Reproduce each of the records below word for word, omitting the pictures.
- - -
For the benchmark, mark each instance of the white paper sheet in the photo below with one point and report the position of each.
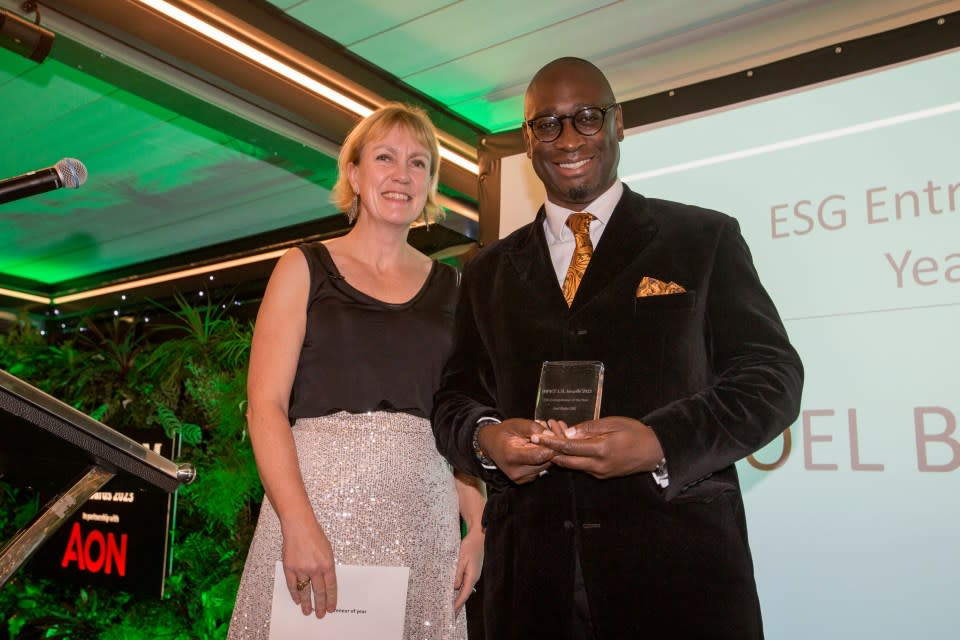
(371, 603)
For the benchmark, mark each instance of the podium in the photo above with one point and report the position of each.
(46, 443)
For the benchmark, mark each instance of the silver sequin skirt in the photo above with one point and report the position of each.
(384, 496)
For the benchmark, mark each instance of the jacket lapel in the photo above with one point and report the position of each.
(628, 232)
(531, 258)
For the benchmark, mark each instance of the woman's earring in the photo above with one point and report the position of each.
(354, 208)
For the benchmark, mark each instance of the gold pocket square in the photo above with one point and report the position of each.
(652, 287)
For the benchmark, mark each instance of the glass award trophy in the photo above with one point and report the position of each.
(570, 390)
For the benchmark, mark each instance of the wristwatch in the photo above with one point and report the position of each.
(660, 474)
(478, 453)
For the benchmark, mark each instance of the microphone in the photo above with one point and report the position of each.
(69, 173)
- - -
**Task result**.
For the benchmark, mark each instance of the white paper sheet in the photo below with one point and report the position of each.
(371, 603)
For the benchmark, mark each instance of the podium in the photo above with one point and report the position of each.
(46, 443)
For the benchmark, mark each instance of the silver sequin skirt in the photo above with one point and report the position of each.
(384, 496)
For the benchmark, mark each instance of the jacket lapel in the photo above with one point and report the position of each.
(628, 232)
(531, 258)
For the benchmark, mark each instance of the woman's earring in the photo above with one point and report the position of each.
(354, 208)
For the benchmark, mark each instance of the gold pocket square in the photo above with one point and report the position of each.
(652, 287)
For the benchmark, mark each instance of the glass award trophy in the photo above with one point and report the position of each.
(570, 390)
For the benchmark, mark each instance of the wristwatch in the photo above with one point and report the position of each.
(660, 474)
(478, 453)
For the benchmark, mark each instance of the microphone in the photo above with one point and report the position of each.
(69, 173)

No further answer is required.